__Problem to work on__: Give the lines of the records from the one containing "the window as" through the one containing "[[285, 131], [286, 148], [294, 147], [294, 131]]" as a Markdown table with the columns Row and Line, numbering each line and leaving out any blank lines.

+++ Provided material

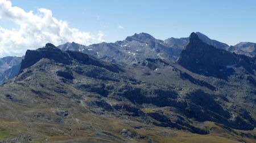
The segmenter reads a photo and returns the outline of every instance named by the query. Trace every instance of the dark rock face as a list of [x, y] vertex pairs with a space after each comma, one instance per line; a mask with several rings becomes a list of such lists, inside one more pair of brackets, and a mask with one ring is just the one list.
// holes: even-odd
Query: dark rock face
[[42, 58], [53, 59], [57, 63], [70, 63], [70, 58], [67, 53], [62, 51], [51, 44], [47, 44], [46, 46], [36, 50], [27, 50], [25, 58], [22, 60], [20, 71], [28, 68]]
[[217, 49], [223, 49], [223, 50], [228, 50], [229, 46], [227, 44], [225, 43], [220, 42], [218, 41], [214, 40], [211, 40], [207, 36], [201, 33], [200, 32], [196, 32], [196, 34], [197, 34], [199, 38], [202, 40], [204, 42], [212, 45]]
[[242, 66], [253, 72], [250, 63], [240, 55], [203, 42], [195, 33], [177, 62], [195, 73], [225, 79], [234, 73], [235, 67]]
[[18, 75], [23, 58], [6, 57], [0, 58], [0, 85]]
[[[63, 51], [51, 44], [47, 44], [44, 47], [36, 50], [27, 50], [24, 59], [22, 60], [20, 71], [32, 66], [43, 58], [53, 60], [55, 62], [64, 64], [69, 64], [72, 60], [76, 60], [82, 64], [102, 67], [114, 72], [122, 71], [118, 66], [100, 61], [93, 56], [78, 51]], [[59, 74], [63, 75], [60, 72]]]

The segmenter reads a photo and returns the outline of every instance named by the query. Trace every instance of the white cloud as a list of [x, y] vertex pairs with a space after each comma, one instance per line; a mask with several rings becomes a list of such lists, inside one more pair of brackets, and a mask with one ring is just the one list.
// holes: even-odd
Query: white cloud
[[6, 29], [0, 25], [0, 57], [22, 55], [27, 49], [35, 49], [51, 42], [59, 45], [74, 41], [82, 45], [103, 41], [104, 34], [97, 36], [71, 28], [65, 21], [57, 19], [52, 11], [38, 9], [38, 12], [26, 12], [13, 6], [8, 0], [0, 0], [0, 19], [8, 20], [18, 28]]
[[123, 27], [122, 27], [122, 25], [118, 25], [118, 26], [117, 27], [117, 28], [118, 28], [118, 29], [123, 29]]

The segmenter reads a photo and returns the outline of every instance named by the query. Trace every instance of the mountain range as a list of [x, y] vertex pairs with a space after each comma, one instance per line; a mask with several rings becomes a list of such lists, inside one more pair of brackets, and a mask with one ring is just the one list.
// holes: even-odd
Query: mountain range
[[[235, 46], [229, 46], [207, 36], [196, 33], [200, 39], [207, 44], [237, 54], [253, 57], [256, 55], [256, 44], [251, 42], [241, 42]], [[160, 58], [168, 61], [175, 62], [181, 51], [188, 42], [187, 38], [170, 38], [165, 40], [155, 38], [149, 34], [141, 33], [127, 37], [123, 41], [114, 43], [102, 42], [88, 46], [75, 42], [67, 42], [57, 46], [63, 50], [72, 50], [93, 55], [105, 61], [122, 65], [130, 65], [147, 58]], [[1, 60], [0, 66], [0, 85], [18, 74], [22, 58], [8, 57], [3, 58], [14, 59], [15, 64], [9, 64], [8, 61]], [[11, 68], [13, 66], [14, 67]], [[7, 71], [8, 70], [8, 71]]]
[[28, 50], [0, 86], [0, 141], [255, 142], [256, 57], [235, 52], [251, 45], [142, 33]]

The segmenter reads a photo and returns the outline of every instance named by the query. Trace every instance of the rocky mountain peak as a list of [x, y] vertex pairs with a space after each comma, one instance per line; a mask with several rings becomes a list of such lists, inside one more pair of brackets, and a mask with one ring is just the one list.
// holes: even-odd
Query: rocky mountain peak
[[148, 33], [142, 32], [139, 34], [135, 33], [133, 36], [128, 36], [126, 40], [128, 41], [131, 41], [132, 40], [146, 41], [148, 40], [155, 40], [155, 38]]
[[237, 60], [235, 55], [204, 42], [193, 32], [177, 63], [193, 72], [224, 78], [233, 72]]

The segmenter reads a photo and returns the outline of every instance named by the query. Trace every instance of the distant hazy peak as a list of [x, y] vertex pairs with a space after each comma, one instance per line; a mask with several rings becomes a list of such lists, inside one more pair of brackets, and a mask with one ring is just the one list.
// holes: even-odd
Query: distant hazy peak
[[139, 34], [135, 33], [131, 36], [128, 36], [126, 37], [126, 40], [129, 41], [131, 41], [133, 40], [144, 41], [148, 40], [154, 40], [155, 38], [148, 33], [142, 32]]

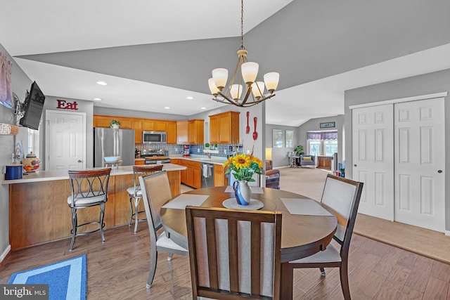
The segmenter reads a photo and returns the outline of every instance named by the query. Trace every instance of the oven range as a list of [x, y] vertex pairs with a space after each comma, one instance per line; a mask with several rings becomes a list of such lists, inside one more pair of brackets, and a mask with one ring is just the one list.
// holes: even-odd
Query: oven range
[[162, 156], [160, 153], [141, 155], [141, 157], [146, 159], [146, 164], [167, 164], [170, 159], [167, 156]]

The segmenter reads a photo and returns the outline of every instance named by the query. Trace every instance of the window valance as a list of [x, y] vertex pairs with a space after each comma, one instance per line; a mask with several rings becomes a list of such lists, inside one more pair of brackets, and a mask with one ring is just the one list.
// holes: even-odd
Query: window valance
[[337, 140], [338, 131], [308, 131], [307, 132], [308, 140]]

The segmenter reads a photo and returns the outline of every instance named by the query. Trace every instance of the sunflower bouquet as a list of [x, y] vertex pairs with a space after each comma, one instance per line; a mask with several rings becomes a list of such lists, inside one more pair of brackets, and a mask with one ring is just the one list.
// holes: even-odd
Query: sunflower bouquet
[[253, 174], [262, 174], [264, 172], [262, 161], [253, 156], [252, 152], [252, 154], [238, 153], [232, 156], [222, 167], [229, 167], [225, 171], [226, 174], [231, 173], [240, 181], [255, 181], [252, 178]]

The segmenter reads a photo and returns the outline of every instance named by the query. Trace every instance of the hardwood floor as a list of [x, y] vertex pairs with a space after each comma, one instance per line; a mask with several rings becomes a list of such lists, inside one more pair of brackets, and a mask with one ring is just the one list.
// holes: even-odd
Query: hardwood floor
[[[188, 258], [158, 255], [151, 289], [150, 237], [145, 222], [133, 226], [77, 237], [72, 252], [70, 239], [13, 251], [0, 266], [0, 283], [18, 271], [87, 254], [88, 299], [191, 299]], [[349, 254], [350, 292], [353, 299], [449, 299], [450, 265], [354, 235]], [[342, 299], [338, 269], [295, 270], [294, 299]]]

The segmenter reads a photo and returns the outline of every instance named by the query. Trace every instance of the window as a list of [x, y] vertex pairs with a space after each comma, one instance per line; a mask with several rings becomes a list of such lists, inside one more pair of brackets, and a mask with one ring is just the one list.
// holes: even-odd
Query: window
[[307, 149], [311, 155], [333, 156], [338, 152], [338, 131], [308, 131]]
[[283, 130], [272, 129], [272, 145], [274, 148], [283, 147]]
[[335, 152], [338, 152], [338, 140], [326, 140], [323, 141], [325, 146], [325, 156], [333, 156]]
[[285, 131], [286, 148], [294, 147], [294, 131]]

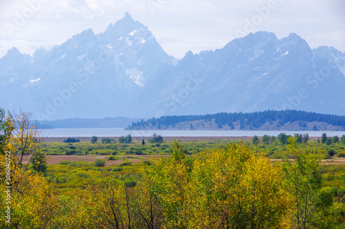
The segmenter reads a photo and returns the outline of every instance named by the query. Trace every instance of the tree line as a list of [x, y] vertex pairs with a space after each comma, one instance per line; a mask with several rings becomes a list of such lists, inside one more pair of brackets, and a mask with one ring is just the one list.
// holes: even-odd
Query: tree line
[[[206, 122], [215, 119], [216, 124], [220, 128], [224, 125], [233, 127], [233, 123], [239, 121], [240, 128], [245, 126], [251, 126], [259, 128], [262, 124], [270, 121], [278, 121], [278, 124], [283, 126], [288, 122], [299, 121], [299, 126], [306, 127], [306, 122], [319, 121], [326, 122], [329, 125], [345, 127], [345, 116], [333, 114], [323, 114], [315, 112], [299, 110], [266, 110], [249, 113], [242, 112], [220, 112], [213, 114], [204, 115], [173, 115], [163, 116], [159, 118], [152, 118], [147, 121], [141, 119], [140, 121], [132, 122], [131, 128], [146, 126], [155, 126], [159, 129], [162, 126], [175, 126], [181, 122], [205, 120]], [[316, 128], [316, 129], [315, 129]], [[314, 127], [313, 130], [317, 130]]]

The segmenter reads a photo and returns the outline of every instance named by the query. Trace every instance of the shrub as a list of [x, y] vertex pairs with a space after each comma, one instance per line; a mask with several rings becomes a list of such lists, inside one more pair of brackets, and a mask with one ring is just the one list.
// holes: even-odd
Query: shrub
[[328, 155], [333, 157], [335, 155], [335, 151], [334, 150], [328, 150]]
[[345, 157], [345, 152], [340, 152], [337, 154], [339, 157]]
[[97, 136], [93, 136], [92, 138], [91, 139], [91, 143], [92, 144], [95, 144], [98, 140], [98, 138], [97, 137]]
[[67, 166], [70, 163], [71, 163], [72, 161], [59, 161], [59, 165], [65, 165], [65, 166]]
[[270, 155], [270, 158], [273, 159], [282, 159], [286, 157], [286, 154], [283, 152], [275, 152], [272, 155]]
[[75, 150], [68, 150], [66, 152], [66, 155], [73, 155], [75, 154]]
[[325, 143], [327, 146], [332, 145], [332, 138], [331, 137], [328, 137], [328, 138], [327, 138], [327, 139], [326, 140]]
[[106, 160], [99, 158], [95, 161], [95, 166], [96, 167], [103, 167], [106, 165]]
[[121, 167], [115, 167], [112, 170], [112, 172], [120, 172], [122, 171], [122, 168]]
[[114, 156], [109, 156], [108, 157], [108, 161], [116, 161], [117, 160], [117, 157], [114, 157]]
[[132, 166], [132, 161], [124, 161], [120, 163], [120, 166]]
[[137, 181], [126, 181], [125, 186], [127, 188], [133, 188], [137, 185]]

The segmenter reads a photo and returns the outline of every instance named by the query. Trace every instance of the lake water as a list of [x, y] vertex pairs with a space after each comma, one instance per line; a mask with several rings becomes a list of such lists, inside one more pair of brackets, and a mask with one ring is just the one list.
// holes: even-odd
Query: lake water
[[42, 137], [121, 137], [131, 135], [132, 137], [151, 137], [154, 133], [163, 137], [253, 137], [277, 136], [284, 132], [287, 135], [308, 133], [309, 137], [320, 137], [326, 132], [328, 137], [345, 135], [345, 131], [285, 131], [285, 130], [125, 130], [123, 128], [69, 128], [46, 129], [41, 132]]

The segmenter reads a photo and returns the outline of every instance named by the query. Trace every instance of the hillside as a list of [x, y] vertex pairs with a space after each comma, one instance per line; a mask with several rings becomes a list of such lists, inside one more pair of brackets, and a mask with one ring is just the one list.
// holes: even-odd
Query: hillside
[[344, 58], [332, 47], [311, 49], [295, 33], [261, 31], [178, 61], [126, 13], [103, 32], [88, 29], [32, 56], [9, 50], [0, 59], [1, 106], [37, 120], [267, 110], [345, 115]]
[[133, 122], [127, 130], [345, 130], [345, 117], [297, 110], [166, 116]]

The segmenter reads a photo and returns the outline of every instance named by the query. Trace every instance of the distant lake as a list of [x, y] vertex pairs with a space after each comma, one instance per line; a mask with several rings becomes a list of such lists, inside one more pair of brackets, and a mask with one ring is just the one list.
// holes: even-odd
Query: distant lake
[[163, 137], [242, 137], [254, 135], [277, 136], [284, 132], [287, 135], [308, 133], [309, 137], [319, 137], [326, 133], [328, 137], [345, 135], [345, 131], [285, 131], [285, 130], [124, 130], [123, 128], [68, 128], [46, 129], [42, 137], [151, 137], [154, 133]]

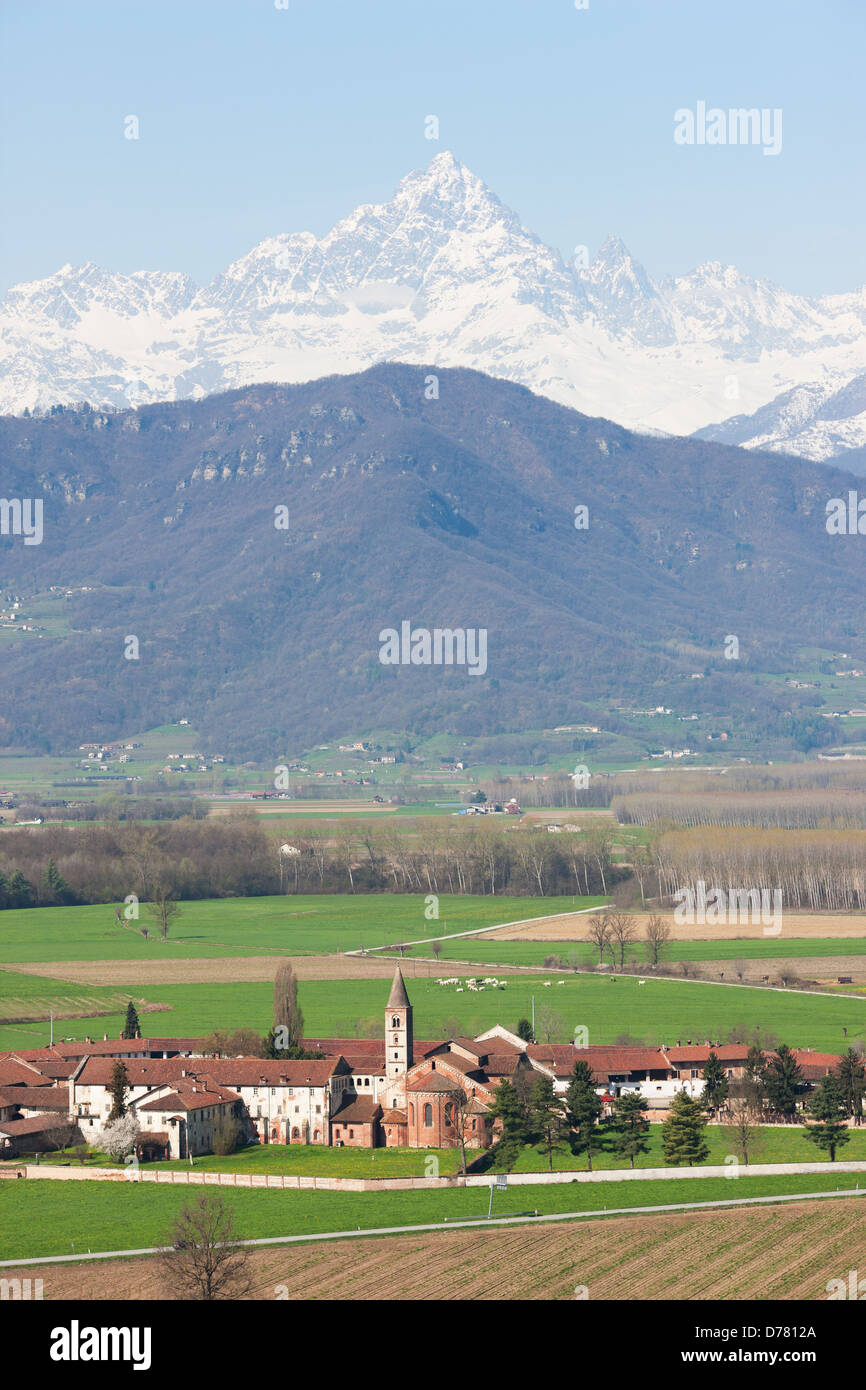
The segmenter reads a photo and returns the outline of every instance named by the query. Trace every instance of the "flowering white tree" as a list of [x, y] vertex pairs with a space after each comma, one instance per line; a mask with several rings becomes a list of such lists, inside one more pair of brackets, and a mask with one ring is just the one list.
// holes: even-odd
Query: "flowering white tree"
[[135, 1136], [139, 1131], [139, 1122], [135, 1111], [126, 1111], [118, 1119], [104, 1125], [96, 1136], [96, 1147], [101, 1148], [111, 1158], [124, 1158], [132, 1151]]

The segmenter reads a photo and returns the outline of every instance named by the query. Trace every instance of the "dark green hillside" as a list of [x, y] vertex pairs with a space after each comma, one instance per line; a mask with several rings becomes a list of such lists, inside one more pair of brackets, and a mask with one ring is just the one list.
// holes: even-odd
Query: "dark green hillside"
[[[473, 371], [439, 371], [428, 400], [432, 370], [0, 420], [1, 493], [44, 499], [42, 545], [0, 539], [0, 594], [90, 589], [4, 641], [0, 745], [183, 714], [267, 760], [349, 728], [538, 728], [617, 696], [828, 737], [813, 692], [749, 673], [808, 642], [866, 648], [866, 546], [824, 530], [849, 475], [642, 438]], [[382, 666], [402, 620], [487, 628], [487, 674]]]

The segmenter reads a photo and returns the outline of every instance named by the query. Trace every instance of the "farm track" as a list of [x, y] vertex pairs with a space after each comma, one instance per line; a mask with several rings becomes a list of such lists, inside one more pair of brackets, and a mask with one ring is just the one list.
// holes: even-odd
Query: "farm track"
[[[862, 1202], [838, 1198], [788, 1207], [655, 1216], [580, 1225], [453, 1230], [322, 1245], [254, 1250], [252, 1298], [400, 1297], [414, 1301], [826, 1300], [830, 1279], [866, 1266]], [[164, 1297], [150, 1258], [35, 1265], [44, 1298]], [[284, 1295], [285, 1297], [285, 1295]]]
[[[635, 912], [631, 920], [642, 937], [651, 913]], [[749, 941], [765, 940], [760, 924], [720, 926], [678, 926], [673, 913], [660, 913], [670, 927], [671, 941]], [[866, 915], [847, 912], [785, 912], [783, 915], [783, 938], [808, 940], [809, 937], [866, 937]], [[569, 913], [552, 917], [535, 917], [524, 924], [493, 927], [485, 934], [485, 941], [585, 941], [587, 913]]]
[[[300, 955], [300, 956], [189, 956], [172, 960], [39, 960], [4, 965], [4, 970], [39, 974], [79, 984], [271, 984], [277, 966], [291, 960], [299, 980], [391, 980], [399, 956], [384, 955]], [[400, 960], [407, 980], [436, 979], [442, 974], [473, 976], [489, 966], [464, 960], [436, 960], [407, 956]], [[498, 974], [523, 974], [531, 966], [498, 966]], [[535, 967], [537, 972], [542, 966]], [[549, 973], [549, 972], [548, 972]], [[125, 1006], [125, 999], [124, 999]], [[47, 1017], [47, 1013], [46, 1013]]]

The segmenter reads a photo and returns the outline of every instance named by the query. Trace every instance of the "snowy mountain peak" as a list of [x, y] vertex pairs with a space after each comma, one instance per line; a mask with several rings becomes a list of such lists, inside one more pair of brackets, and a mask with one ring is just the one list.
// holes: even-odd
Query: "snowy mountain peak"
[[[139, 404], [382, 359], [475, 367], [632, 428], [685, 434], [735, 411], [737, 430], [784, 448], [820, 409], [822, 442], [803, 449], [866, 442], [862, 389], [845, 391], [866, 373], [866, 291], [808, 299], [717, 260], [656, 284], [613, 235], [585, 270], [567, 265], [448, 150], [327, 235], [268, 236], [202, 289], [92, 261], [15, 285], [0, 410]], [[751, 421], [770, 402], [773, 421]]]

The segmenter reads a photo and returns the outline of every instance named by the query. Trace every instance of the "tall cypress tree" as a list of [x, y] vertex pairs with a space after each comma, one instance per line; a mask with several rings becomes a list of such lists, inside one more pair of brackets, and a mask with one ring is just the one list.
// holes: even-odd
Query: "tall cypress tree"
[[840, 1093], [845, 1113], [851, 1115], [855, 1125], [863, 1119], [863, 1095], [866, 1095], [866, 1066], [852, 1047], [835, 1069], [840, 1083]]
[[118, 1061], [111, 1068], [111, 1080], [108, 1083], [108, 1095], [111, 1097], [108, 1123], [111, 1123], [111, 1120], [118, 1120], [121, 1115], [126, 1113], [128, 1090], [129, 1090], [129, 1076], [126, 1073], [126, 1068], [118, 1058]]
[[126, 1022], [124, 1023], [122, 1037], [136, 1038], [139, 1033], [140, 1033], [139, 1016], [135, 1004], [132, 1002], [132, 999], [129, 999], [129, 1004], [126, 1005]]
[[703, 1104], [717, 1111], [727, 1101], [728, 1084], [724, 1066], [716, 1052], [710, 1051], [703, 1068]]

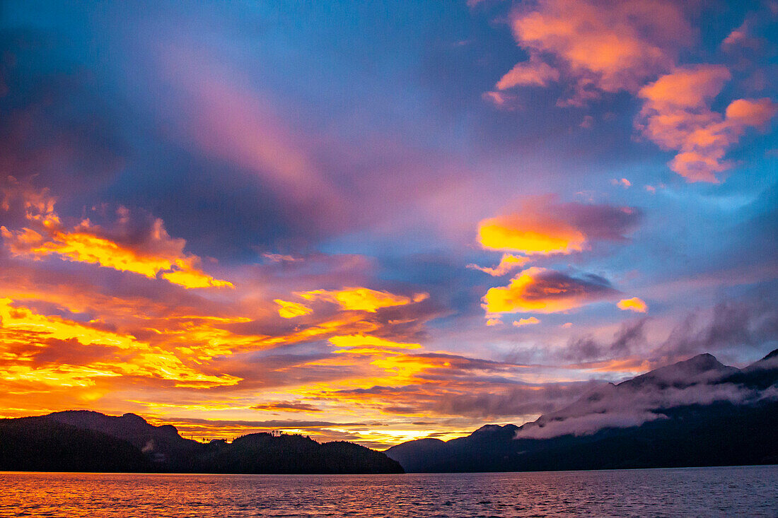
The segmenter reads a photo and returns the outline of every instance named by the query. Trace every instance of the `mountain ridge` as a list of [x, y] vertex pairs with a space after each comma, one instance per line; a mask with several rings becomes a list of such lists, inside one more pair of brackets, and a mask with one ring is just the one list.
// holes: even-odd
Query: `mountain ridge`
[[778, 463], [778, 349], [742, 369], [697, 355], [520, 426], [386, 450], [408, 472], [512, 471]]
[[0, 471], [241, 474], [402, 473], [365, 446], [260, 432], [198, 443], [135, 414], [87, 410], [0, 419]]

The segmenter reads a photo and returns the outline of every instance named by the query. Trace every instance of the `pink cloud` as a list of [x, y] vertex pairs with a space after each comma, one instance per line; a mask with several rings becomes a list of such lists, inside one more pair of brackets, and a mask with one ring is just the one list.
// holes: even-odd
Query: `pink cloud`
[[723, 65], [678, 67], [640, 89], [645, 100], [636, 126], [668, 150], [678, 151], [670, 168], [688, 181], [717, 183], [717, 174], [732, 166], [724, 159], [749, 127], [766, 128], [778, 111], [767, 98], [738, 99], [725, 114], [710, 103], [731, 78]]
[[562, 72], [575, 91], [563, 103], [577, 105], [599, 96], [598, 91], [638, 90], [645, 80], [671, 69], [678, 50], [692, 39], [678, 5], [663, 0], [541, 0], [515, 11], [510, 24], [531, 57], [503, 76], [498, 88], [543, 86]]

++++++

__Result of this exercise__:
| Row | Line |
|---|---|
| 1 | The segmenter reads a photo and returns the outline of every instance named by the query. Trace every instance of the window as a list of [x, y] vertex pairs with a space after each comma, one instance per line; a mask with several rings becomes a list of such lists, inside one more pair of brackets, and a mask with one ring is just the one list. |
| 2 | // holes: even-odd |
| 3 | Query: window |
| 4 | [[307, 149], [311, 155], [333, 156], [338, 152], [338, 131], [308, 131]] |
| 5 | [[283, 130], [272, 129], [272, 145], [274, 148], [283, 147]] |
| 6 | [[335, 152], [338, 152], [338, 140], [326, 140], [323, 141], [325, 146], [325, 156], [333, 156]] |
| 7 | [[285, 131], [286, 148], [294, 147], [294, 131]] |